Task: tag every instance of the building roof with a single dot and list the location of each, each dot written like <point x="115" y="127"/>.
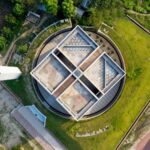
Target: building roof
<point x="64" y="73"/>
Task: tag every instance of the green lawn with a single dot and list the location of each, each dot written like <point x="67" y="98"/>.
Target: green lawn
<point x="144" y="20"/>
<point x="135" y="47"/>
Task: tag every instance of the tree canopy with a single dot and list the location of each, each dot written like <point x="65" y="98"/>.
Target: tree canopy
<point x="68" y="8"/>
<point x="19" y="9"/>
<point x="51" y="6"/>
<point x="23" y="48"/>
<point x="2" y="42"/>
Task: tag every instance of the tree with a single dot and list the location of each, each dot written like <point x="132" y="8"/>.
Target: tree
<point x="68" y="8"/>
<point x="23" y="48"/>
<point x="51" y="6"/>
<point x="7" y="32"/>
<point x="2" y="42"/>
<point x="19" y="9"/>
<point x="11" y="20"/>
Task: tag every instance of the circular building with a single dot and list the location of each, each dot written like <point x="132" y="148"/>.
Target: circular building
<point x="79" y="74"/>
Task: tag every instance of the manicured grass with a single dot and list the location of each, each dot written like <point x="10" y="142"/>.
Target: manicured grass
<point x="134" y="45"/>
<point x="143" y="20"/>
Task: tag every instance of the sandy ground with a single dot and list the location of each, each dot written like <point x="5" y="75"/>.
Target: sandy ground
<point x="12" y="130"/>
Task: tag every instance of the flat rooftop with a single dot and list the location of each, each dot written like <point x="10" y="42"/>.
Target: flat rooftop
<point x="77" y="73"/>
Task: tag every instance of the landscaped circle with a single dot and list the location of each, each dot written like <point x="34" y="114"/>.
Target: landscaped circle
<point x="78" y="74"/>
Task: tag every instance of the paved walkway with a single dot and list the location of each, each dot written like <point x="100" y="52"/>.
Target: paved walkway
<point x="35" y="128"/>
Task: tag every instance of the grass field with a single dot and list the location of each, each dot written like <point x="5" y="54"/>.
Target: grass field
<point x="144" y="20"/>
<point x="135" y="47"/>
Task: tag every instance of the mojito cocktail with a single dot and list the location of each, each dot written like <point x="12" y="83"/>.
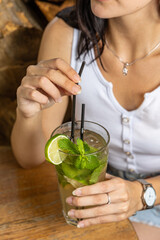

● Brief
Look above for the line with "Task: tag every instance of the tree with" and the line with "Task: tag every instance of the landscaped", and reproduce exactly those two lines plus every line between, nothing more.

● Your response
Task: tag every instance of the tree with a single dot and list the location of each, each dot written like <point x="132" y="8"/>.
Target: tree
<point x="68" y="8"/>
<point x="23" y="48"/>
<point x="51" y="6"/>
<point x="7" y="32"/>
<point x="2" y="42"/>
<point x="19" y="9"/>
<point x="11" y="20"/>
Task: tag every instance of the circular building with a single dot and list the location of each, each dot written like <point x="132" y="148"/>.
Target: circular building
<point x="79" y="74"/>
Task: tag every instance of the manicured grass with a single dot and list the location of each, each dot written like <point x="10" y="142"/>.
Target: manicured grass
<point x="134" y="45"/>
<point x="143" y="20"/>
Task: tag every instance of the sandy ground with a single dot and list the location of each, each dot written like <point x="5" y="75"/>.
Target: sandy ground
<point x="12" y="130"/>
Task: tag every instance of the flat rooftop with a single dot and list the location of each, each dot written like <point x="10" y="42"/>.
Target: flat rooftop
<point x="77" y="73"/>
Task: tag every instance of the landscaped circle with a single dot and list the location of each, each dot written like <point x="34" y="114"/>.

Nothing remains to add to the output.